— What to do —
In the entries below, find each line with the string "frog" and copy it.

— Record excerpts —

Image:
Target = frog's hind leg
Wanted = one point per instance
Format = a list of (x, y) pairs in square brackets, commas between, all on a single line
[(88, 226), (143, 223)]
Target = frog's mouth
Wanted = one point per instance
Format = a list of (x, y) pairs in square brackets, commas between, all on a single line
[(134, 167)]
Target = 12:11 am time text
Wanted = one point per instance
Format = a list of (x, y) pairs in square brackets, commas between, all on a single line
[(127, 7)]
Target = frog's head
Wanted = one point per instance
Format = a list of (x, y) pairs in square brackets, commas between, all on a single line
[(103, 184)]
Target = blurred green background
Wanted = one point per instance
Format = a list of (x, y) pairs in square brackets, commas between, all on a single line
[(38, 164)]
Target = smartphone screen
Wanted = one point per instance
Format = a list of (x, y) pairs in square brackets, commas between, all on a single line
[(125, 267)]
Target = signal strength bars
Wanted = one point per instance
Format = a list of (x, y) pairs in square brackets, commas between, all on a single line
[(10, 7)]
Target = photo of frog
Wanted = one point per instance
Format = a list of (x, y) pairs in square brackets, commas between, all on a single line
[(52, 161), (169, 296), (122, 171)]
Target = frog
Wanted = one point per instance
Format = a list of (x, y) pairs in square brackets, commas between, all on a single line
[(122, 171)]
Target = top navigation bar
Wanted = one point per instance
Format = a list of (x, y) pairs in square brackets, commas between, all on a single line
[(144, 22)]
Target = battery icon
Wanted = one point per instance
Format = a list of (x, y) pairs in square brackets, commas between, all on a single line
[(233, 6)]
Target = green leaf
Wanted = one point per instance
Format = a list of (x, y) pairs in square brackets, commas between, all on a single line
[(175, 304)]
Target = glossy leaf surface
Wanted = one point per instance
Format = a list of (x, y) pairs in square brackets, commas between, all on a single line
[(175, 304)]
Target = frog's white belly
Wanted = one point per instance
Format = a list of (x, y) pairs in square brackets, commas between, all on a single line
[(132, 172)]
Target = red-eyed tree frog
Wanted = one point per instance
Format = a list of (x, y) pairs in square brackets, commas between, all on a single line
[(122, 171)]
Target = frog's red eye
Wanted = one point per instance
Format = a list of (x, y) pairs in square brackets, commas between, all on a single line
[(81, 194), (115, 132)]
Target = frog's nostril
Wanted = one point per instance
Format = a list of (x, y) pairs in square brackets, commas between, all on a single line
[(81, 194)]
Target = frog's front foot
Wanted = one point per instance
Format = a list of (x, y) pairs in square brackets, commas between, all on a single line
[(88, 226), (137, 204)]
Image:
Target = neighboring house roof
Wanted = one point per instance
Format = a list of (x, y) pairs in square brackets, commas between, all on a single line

— Response to the exercise —
Target = frog's hind leg
Target = frog's mouth
Target = frog's head
Target = photo of frog
Target = frog
Target = frog's white belly
Target = red-eyed tree frog
Target = frog's red eye
Target = frog's nostril
Target = frog's front foot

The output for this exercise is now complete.